• Task list:
[A] List each purpose that, according to the bill summary below, deferred prosecution agreements and non-prosecution agreements must serve.
[B] Please update the bill summary below: reproduce the passage between "Key Provisions" and "the Attorney General).", inclusive, replacing "business entity" with "commercial entity".
[C] Condense the bill summary paragraph that opens with "This legislation amends Title 18" into a bulleted list, retaining its central facts.

• Supplied text:
━━━━━━━━

Corporate Prosecution Reform Act
- Bill Number
- H.R. 8860
- Origin Chamber
- House
- Congress
- 119th Congress, Session 2
- Status
- Introduced
- Latest Action
- 2026-05-15: Referred to the House Committee on the Judiciary.
- Last Updated
- 2026-07-07T05:08:21Z
AI-Generated Summary
Corporate Prosecution Reform Act (H.R. 8860)
Purpose
This legislation amends Title 18 of the United States Code to strengthen the prosecution of corporate crimes. It aims to ensure that corporate offenses are handled with the same rigor as individual crimes, while restricting the use of deferred prosecution agreements (DPAs) and non-prosecution agreements (NPAs) to cases that serve the public interest, promote reforms, compensate victims, and deter future misconduct.
Key Provisions
- Definitions and Scope: Introduces definitions for "business entity" (including corporations, partnerships, and limited liability companies) and "corporate offense" (violations by entities or their employees in occupational roles, or as designated by the Attorney General).
- Deferred Prosecution Agreements: Amends the Speedy Trial Act to require court approval for DPAs in corporate cases, with prohibitions on approval for offenses involving loss of life, serious bodily injury, treason, espionage, terrorism, or certain other serious crimes. Agreements are barred if the defendant has prior similar convictions or agreements.

━━━━━━━━

• Supplied data:
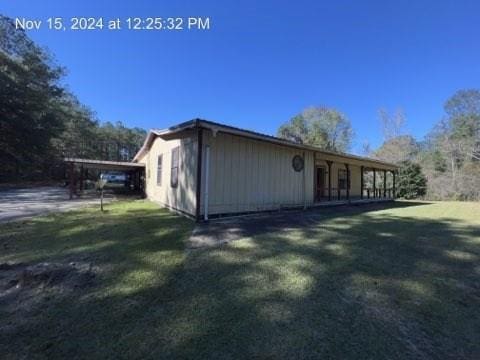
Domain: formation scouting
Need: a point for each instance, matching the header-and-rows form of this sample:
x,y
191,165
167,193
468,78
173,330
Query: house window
x,y
174,170
159,170
342,179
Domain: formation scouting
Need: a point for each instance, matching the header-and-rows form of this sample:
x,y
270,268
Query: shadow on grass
x,y
354,285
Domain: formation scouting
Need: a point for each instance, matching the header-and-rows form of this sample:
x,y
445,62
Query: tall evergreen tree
x,y
412,183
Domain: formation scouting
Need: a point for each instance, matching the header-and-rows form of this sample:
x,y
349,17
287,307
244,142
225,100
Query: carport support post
x,y
384,183
329,164
70,173
199,172
81,178
348,181
361,182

━━━━━━━━

• Task-by-task solutions:
[A]
- Serve the public interest
- Promote reforms
- Compensate victims
- Deter future misconduct

[B]
Key Provisions
- Definitions and Scope: Introduces definitions for "commercial entity" (including corporations, partnerships, and limited liability companies) and "corporate offense" (violations by entities or their employees in occupational roles, or as designated by the Attorney General).

[C]
- Amends Title 18 of the United States Code to strengthen the prosecution of corporate crimes
- Aims to ensure corporate offenses are handled with the same rigor as individual crimes
- Restricts deferred prosecution agreements (DPAs) and non-prosecution agreements (NPAs) to cases that serve the public interest, promote reforms, compensate victims, and deter future misconduct